**Set problem**
Please rewrite all the records below, replacing "pin one point" with "place one point" and leaving everything else unchanged.

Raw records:

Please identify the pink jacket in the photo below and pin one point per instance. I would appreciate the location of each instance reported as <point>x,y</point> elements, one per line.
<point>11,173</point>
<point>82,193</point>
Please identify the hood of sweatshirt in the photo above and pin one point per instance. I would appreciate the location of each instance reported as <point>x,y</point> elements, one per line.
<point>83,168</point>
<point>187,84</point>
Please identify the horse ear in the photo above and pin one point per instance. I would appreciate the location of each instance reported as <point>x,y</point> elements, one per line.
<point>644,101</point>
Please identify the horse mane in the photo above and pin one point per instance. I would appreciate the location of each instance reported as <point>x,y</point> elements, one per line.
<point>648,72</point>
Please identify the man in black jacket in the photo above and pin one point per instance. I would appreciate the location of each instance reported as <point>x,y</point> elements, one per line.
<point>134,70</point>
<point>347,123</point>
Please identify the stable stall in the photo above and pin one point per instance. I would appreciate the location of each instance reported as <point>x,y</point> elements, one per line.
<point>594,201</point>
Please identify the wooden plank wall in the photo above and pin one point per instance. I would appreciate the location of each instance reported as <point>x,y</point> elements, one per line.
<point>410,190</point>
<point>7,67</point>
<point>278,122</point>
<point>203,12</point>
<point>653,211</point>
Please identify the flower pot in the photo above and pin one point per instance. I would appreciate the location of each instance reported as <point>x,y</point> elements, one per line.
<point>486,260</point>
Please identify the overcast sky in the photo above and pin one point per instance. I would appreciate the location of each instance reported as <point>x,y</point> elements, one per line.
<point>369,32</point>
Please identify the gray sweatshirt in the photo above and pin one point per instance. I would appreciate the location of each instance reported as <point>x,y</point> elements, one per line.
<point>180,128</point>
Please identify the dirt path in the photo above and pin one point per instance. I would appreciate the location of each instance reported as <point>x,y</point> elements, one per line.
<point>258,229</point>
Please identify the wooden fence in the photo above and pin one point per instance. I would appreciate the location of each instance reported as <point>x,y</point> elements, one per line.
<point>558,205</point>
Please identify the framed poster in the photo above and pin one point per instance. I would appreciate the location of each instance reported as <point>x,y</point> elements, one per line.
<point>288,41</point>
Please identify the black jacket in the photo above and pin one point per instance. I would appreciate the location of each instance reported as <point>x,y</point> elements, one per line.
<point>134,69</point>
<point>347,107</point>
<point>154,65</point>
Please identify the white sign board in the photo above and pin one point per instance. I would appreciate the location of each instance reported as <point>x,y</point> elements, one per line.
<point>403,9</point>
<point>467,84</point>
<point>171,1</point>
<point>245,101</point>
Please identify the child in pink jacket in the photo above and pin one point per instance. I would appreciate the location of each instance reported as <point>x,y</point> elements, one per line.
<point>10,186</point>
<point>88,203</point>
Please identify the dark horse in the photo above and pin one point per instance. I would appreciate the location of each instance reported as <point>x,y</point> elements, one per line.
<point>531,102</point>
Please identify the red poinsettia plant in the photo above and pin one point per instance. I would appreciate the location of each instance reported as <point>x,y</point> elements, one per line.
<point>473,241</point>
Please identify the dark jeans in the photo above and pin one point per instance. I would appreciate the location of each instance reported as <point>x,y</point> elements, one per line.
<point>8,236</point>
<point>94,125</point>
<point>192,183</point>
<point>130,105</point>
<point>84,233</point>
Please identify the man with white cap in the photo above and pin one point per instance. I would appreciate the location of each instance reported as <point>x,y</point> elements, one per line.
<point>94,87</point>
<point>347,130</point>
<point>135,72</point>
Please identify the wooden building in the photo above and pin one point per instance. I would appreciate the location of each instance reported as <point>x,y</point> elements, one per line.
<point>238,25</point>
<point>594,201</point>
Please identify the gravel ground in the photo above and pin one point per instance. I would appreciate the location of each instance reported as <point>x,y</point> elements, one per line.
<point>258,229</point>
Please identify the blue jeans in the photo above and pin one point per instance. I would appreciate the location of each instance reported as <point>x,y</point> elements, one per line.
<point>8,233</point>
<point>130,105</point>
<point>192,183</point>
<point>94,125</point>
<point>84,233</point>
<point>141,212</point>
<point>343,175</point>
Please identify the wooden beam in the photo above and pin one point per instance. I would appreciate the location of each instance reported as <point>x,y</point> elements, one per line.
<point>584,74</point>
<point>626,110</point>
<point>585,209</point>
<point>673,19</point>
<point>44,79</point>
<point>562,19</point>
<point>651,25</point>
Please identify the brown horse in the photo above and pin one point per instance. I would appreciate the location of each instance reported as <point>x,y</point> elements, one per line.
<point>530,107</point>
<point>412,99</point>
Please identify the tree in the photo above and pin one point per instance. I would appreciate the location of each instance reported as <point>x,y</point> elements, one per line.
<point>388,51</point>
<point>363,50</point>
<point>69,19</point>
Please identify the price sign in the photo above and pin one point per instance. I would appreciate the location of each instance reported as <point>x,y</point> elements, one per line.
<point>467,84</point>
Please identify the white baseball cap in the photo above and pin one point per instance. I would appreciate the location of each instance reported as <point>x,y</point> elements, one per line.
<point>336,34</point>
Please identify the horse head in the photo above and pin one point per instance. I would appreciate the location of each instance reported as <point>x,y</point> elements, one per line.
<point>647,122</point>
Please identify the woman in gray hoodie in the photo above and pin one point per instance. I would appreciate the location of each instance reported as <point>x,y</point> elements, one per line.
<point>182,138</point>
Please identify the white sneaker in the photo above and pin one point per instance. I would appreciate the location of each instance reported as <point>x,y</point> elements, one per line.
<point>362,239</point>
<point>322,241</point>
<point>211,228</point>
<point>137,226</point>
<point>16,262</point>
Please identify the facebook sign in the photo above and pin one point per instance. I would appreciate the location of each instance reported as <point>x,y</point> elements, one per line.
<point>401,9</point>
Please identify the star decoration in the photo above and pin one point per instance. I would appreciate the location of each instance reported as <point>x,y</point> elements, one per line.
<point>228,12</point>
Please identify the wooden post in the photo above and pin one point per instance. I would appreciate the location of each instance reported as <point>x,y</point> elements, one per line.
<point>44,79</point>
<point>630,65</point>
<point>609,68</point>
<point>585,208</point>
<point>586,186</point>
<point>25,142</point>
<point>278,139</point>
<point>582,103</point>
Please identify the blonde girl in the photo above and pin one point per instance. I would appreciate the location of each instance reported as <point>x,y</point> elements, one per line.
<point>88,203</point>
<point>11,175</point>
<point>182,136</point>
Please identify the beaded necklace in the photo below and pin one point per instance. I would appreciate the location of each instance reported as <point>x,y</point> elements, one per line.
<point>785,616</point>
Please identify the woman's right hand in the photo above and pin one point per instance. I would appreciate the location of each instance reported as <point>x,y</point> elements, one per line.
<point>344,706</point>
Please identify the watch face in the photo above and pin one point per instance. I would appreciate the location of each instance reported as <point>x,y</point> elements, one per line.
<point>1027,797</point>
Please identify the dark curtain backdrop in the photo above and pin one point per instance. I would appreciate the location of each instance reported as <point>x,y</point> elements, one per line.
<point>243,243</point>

**Result of the task**
Please identify the pink jacket in the photo below and place one point per instance. I would appreciate the location of each instance reported as <point>x,y</point> elements, one per line.
<point>11,173</point>
<point>82,193</point>
Please identify the hood of sweatshirt in the photo above and place one point per instance. I would appreciate the location of each instance reported as <point>x,y</point> elements, one per line.
<point>83,168</point>
<point>187,84</point>
Please identify the horse ear in the photo above and place one point per instance. I would appreciate the location of each instance reported as <point>x,y</point> elements, one per line.
<point>644,101</point>
Please identify the horse mane in the photo above and place one point per instance. I would appreciate the location of each instance reported as <point>x,y</point> elements, one per line.
<point>648,72</point>
Please identify the man in black jacket in the photo above and place one point per instance. I would appreciate the location of each instance reported as <point>x,y</point> elements, one per line.
<point>134,70</point>
<point>347,123</point>
Please identify the stable stall in the photo above and place one point per instance. I would appreciate the location of each instance reported as <point>x,y</point> elements, one per line.
<point>594,201</point>
Please identify the wooden plank wall in the photo above and place one point per instance. I would appreciate the location of each instance reported as <point>x,y</point> elements, one per line.
<point>410,190</point>
<point>7,67</point>
<point>278,122</point>
<point>203,12</point>
<point>653,211</point>
Please identify the flower pot in the photo above and place one point per instance. I would appreciate the location of each instance reported as <point>x,y</point> elements, one per line.
<point>486,260</point>
Please identify the overcast sky in the photo above and place one point per instance. I would appreciate the location of each instance reported as <point>x,y</point> elements, one per line.
<point>369,32</point>
Please identify the gray sweatshirt in the photo above and place one point per instance. I would appreciate the location of each instance reported as <point>x,y</point> elements, one per line.
<point>180,128</point>
Please identify the dirt path in the photo above and place one point per instance. I would appreciate the location of each instance reported as <point>x,y</point> elements, one per line.
<point>258,229</point>
Please identify the wooden fence in the photo above and place one point per instance. I would appreciate the location of each instance reported as <point>x,y</point> elements, one per line.
<point>558,205</point>
Please identify the framed poster in the photo above and place one point per instance. I would appreciate the location of each instance reported as <point>x,y</point> elements, one per line.
<point>288,41</point>
Please identify the black jacket in the photo above and place one point per instance. I would appreciate the location of each instance reported as <point>x,y</point> elements, one per line.
<point>134,69</point>
<point>347,107</point>
<point>154,65</point>
Please identify the white sign board in the photo above and place one point per instance. I would appreciate the location of each instance reported as <point>x,y</point> elements, one per line.
<point>403,9</point>
<point>467,84</point>
<point>171,1</point>
<point>245,101</point>
Please identify the child in pink jacket in the photo above and place one point per instance. I would appreciate the location of each instance reported as <point>x,y</point> elements, one per line.
<point>10,186</point>
<point>88,203</point>
Please identify the dark horse in the photo above and place one point per instance. I would appreciate the location of each instance reported as <point>x,y</point> elements, one per line.
<point>531,102</point>
Please identify the red poinsettia plant in the photo above and place one point per instance. I would appreciate the location of each instance reported as <point>x,y</point> elements, one per line.
<point>473,241</point>
Please identify the dark jeans in the photo above and place one point per instance. I would appreciate the location of each instance reported as <point>x,y</point> elements, one per line.
<point>8,236</point>
<point>94,125</point>
<point>192,183</point>
<point>130,105</point>
<point>84,233</point>
Please identify the man with white cap in the photo above and place one point per instance. I would appreciate the location of each instance reported as <point>x,y</point> elements, one per line.
<point>94,87</point>
<point>347,130</point>
<point>135,72</point>
Please identify the wooden building in the photo above and place one point per instance. I would appreciate the location of each instance reported as <point>x,y</point> elements, one per line.
<point>238,25</point>
<point>594,201</point>
Please identify the gravel ground in the photo above and place one point per instance. I would appreciate the location of each instance reported as <point>x,y</point> elements, one per line.
<point>258,229</point>
Please identify the blue jeans in the photo above and place one point per instance. I would appreciate the location of each instance reported as <point>x,y</point> elements, one per line.
<point>8,233</point>
<point>130,105</point>
<point>192,183</point>
<point>94,125</point>
<point>84,233</point>
<point>141,212</point>
<point>343,175</point>
Please identify the wooden beam in the photo above and place one point per instance. I would appreciate the location of each instance reported as <point>x,y</point> elements, one per line.
<point>584,74</point>
<point>626,110</point>
<point>585,209</point>
<point>673,19</point>
<point>44,79</point>
<point>562,19</point>
<point>651,25</point>
Please identify the brown horse in the photo above and place one point per instance. I would appreciate the location of each instance reported as <point>x,y</point> elements, one per line.
<point>530,107</point>
<point>412,99</point>
Please identify the tree in the photo above and place one point per instance. I would appreciate the location of each instance reported as <point>x,y</point> elements, one per line.
<point>388,51</point>
<point>363,50</point>
<point>69,19</point>
Please identify the price sign in the photo above and place one point per instance. I would appreciate the location of each instance reported as <point>x,y</point> elements, one per line.
<point>467,84</point>
Please identify the white baseball cap in the photo above and place one point per instance. I would appreciate the location of each instance reported as <point>x,y</point> elements, one per line.
<point>336,34</point>
Please identify the horse head in the photo above and place one point per instance. I would appreciate the location of each instance reported as <point>x,y</point> elements, one per line.
<point>647,122</point>
Please identify the woman in gray hoodie in the photo above and place one point per instance. I would appreciate the location of each instance reported as <point>x,y</point> elements, one per line.
<point>182,138</point>
Please identify the white sneaker in the photo above and place one point per instance. I would appreciate the location of each instance reported as <point>x,y</point> elements, one per line.
<point>362,239</point>
<point>322,241</point>
<point>211,228</point>
<point>137,226</point>
<point>16,262</point>
Please identify the facebook sign in the photo above and place one point per instance. I would appreciate the location of each instance reported as <point>x,y</point> elements, one per line.
<point>401,9</point>
Please identify the star decoration in the photo above and place one point per instance. I would appreciate the location of each instance reported as <point>x,y</point> elements, one per line.
<point>228,12</point>
Please identify the wooden post in the photo above and place one point per instance. I would appreciate the location of each instance reported as <point>x,y</point> elements, one per line.
<point>44,79</point>
<point>630,65</point>
<point>609,68</point>
<point>585,208</point>
<point>586,186</point>
<point>25,142</point>
<point>278,139</point>
<point>582,103</point>
Please identify the blonde girl in the photo above and place one point per instance. I would appreciate the location of each instance reported as <point>x,y</point> elements, one per line.
<point>88,203</point>
<point>11,175</point>
<point>182,136</point>
Please identify the beaded necklace in the photo below and place one point per instance. I would appreciate the location of each instance reported as <point>x,y</point> elements, one per line.
<point>785,616</point>
Please identify the woman's right hand in the photo above and place one point per instance. I would appreciate the location of each instance reported as <point>x,y</point> elements, one per line.
<point>344,706</point>
Please identify the watch face in the photo above and place one point per instance. I would appreciate the location of each instance reported as <point>x,y</point> elements, one per line.
<point>1027,797</point>
Please identify the dark curtain backdrop in the photo above and place one point per instance. I would appreciate the location of each instance reported as <point>x,y</point> elements, one per line.
<point>243,243</point>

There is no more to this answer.